■ **ACTIVITY**: Write out, without any change, the lines in the material below that run from the line with "find dslr camera" through the line with "find woman's fingers", both included.
━━━ DATA UNDER STUDY ━━━
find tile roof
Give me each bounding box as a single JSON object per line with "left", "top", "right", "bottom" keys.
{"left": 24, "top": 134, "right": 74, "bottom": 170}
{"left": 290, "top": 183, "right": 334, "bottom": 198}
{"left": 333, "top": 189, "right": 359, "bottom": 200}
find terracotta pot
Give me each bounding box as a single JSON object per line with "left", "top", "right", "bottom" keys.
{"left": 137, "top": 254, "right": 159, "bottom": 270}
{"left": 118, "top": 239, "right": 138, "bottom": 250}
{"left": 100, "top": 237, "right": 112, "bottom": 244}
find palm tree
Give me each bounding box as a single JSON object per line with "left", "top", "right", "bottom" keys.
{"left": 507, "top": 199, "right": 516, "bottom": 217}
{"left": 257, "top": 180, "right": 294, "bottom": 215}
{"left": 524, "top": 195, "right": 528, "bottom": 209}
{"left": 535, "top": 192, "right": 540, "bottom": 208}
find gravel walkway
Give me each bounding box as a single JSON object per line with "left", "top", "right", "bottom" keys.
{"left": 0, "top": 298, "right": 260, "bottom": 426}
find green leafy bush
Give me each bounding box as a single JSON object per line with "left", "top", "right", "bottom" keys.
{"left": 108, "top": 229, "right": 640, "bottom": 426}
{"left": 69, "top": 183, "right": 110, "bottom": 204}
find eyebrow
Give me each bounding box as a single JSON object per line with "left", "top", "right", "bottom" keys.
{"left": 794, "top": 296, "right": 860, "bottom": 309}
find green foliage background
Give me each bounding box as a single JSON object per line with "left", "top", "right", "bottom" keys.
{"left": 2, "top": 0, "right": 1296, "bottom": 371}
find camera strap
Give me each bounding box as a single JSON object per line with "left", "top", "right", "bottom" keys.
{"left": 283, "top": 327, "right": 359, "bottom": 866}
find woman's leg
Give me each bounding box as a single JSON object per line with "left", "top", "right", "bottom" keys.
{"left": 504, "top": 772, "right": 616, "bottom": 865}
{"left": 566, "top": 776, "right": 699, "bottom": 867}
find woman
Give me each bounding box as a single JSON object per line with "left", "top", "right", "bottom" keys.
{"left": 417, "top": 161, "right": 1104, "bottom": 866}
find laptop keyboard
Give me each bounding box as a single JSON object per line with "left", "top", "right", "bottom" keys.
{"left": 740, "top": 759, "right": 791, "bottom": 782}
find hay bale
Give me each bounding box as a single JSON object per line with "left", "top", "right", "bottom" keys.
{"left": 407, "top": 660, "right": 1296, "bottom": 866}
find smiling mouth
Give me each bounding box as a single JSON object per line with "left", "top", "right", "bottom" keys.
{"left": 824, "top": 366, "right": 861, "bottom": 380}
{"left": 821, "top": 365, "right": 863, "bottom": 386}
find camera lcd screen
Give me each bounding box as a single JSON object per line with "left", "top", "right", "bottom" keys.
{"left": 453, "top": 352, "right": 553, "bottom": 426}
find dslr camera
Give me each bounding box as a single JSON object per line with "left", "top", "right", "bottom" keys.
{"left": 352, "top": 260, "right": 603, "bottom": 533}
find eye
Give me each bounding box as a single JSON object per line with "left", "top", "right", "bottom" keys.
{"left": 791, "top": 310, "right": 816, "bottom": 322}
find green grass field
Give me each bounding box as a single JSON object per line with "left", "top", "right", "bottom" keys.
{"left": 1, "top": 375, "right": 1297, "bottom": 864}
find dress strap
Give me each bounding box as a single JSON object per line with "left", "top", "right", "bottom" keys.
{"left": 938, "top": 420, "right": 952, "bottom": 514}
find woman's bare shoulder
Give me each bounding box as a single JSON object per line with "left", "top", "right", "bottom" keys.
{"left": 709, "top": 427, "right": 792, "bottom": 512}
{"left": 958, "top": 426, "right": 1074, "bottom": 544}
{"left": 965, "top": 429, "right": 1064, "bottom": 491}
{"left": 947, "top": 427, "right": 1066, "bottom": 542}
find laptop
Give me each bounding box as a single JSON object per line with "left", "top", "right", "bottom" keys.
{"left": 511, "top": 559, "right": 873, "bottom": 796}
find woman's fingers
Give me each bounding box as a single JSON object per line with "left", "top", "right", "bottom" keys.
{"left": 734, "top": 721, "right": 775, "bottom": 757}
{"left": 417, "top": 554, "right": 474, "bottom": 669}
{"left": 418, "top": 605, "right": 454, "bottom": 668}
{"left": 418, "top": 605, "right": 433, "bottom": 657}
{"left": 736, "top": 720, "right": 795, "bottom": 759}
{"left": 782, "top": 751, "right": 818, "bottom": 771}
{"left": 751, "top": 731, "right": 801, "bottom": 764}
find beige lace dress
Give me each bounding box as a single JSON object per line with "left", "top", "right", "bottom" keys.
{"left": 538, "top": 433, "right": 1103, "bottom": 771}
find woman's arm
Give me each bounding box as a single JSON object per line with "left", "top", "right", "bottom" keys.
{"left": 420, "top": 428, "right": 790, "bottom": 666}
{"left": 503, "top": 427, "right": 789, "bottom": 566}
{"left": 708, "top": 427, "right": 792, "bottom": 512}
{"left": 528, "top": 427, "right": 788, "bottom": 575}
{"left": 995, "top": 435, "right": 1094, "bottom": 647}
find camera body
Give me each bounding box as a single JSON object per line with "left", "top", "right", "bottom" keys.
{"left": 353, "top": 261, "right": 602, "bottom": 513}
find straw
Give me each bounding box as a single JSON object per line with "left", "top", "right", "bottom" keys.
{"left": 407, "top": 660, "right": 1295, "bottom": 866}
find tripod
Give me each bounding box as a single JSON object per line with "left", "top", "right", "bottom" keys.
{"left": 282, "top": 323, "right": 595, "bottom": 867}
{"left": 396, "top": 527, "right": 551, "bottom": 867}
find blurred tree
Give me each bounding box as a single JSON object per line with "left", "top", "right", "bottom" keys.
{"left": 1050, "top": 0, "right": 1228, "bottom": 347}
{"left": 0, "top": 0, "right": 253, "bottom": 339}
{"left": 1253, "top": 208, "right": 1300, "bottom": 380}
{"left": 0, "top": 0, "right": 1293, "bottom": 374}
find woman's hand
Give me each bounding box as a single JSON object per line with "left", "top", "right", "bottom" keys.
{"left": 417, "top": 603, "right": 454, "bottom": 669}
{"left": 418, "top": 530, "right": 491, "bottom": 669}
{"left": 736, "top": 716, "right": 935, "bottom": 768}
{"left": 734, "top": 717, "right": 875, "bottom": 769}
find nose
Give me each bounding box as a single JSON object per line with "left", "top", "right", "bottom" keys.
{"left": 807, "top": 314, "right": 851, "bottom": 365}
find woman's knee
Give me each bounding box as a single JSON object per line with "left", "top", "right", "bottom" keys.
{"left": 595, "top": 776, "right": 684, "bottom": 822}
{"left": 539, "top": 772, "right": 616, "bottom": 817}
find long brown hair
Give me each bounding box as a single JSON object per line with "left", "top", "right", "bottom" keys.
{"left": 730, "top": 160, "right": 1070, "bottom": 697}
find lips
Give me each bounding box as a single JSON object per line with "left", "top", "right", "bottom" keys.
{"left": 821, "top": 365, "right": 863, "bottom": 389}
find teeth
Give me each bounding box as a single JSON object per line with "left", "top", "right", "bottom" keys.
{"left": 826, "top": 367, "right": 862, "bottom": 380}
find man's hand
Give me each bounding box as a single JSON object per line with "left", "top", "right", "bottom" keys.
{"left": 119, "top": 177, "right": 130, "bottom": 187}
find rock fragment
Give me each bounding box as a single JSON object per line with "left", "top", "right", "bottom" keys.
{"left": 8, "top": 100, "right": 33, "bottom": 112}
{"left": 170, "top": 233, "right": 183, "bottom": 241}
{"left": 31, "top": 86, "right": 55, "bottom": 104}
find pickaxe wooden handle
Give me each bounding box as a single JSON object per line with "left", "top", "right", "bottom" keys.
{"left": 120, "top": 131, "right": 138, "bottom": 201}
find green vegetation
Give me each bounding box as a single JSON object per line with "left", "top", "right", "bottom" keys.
━━━
■ **RESPONSE**:
find dslr camera
Give me each bounding box as a single JSON object per line with "left", "top", "right", "bottom" keys.
{"left": 352, "top": 260, "right": 603, "bottom": 533}
find eye
Give me each bounding box as a single JSON object per line with "left", "top", "right", "bottom" keys.
{"left": 791, "top": 310, "right": 816, "bottom": 322}
find green grass field
Give me each bounding box as a single JSON object per line with "left", "top", "right", "bottom" keys.
{"left": 1, "top": 375, "right": 1297, "bottom": 864}
find dress strap
Give me each bounding box as a single JSON object per line with "left", "top", "right", "bottom" keys.
{"left": 938, "top": 420, "right": 952, "bottom": 514}
find woman's bare shoulder
Give me each bounding box as a single JSON object per line with "left", "top", "right", "bottom" keys.
{"left": 709, "top": 427, "right": 792, "bottom": 512}
{"left": 958, "top": 426, "right": 1074, "bottom": 544}
{"left": 965, "top": 429, "right": 1064, "bottom": 491}
{"left": 947, "top": 427, "right": 1066, "bottom": 542}
find laptop
Give me each bounding box as a single JSON object per line with "left", "top", "right", "bottom" keys.
{"left": 511, "top": 559, "right": 873, "bottom": 796}
find woman's fingers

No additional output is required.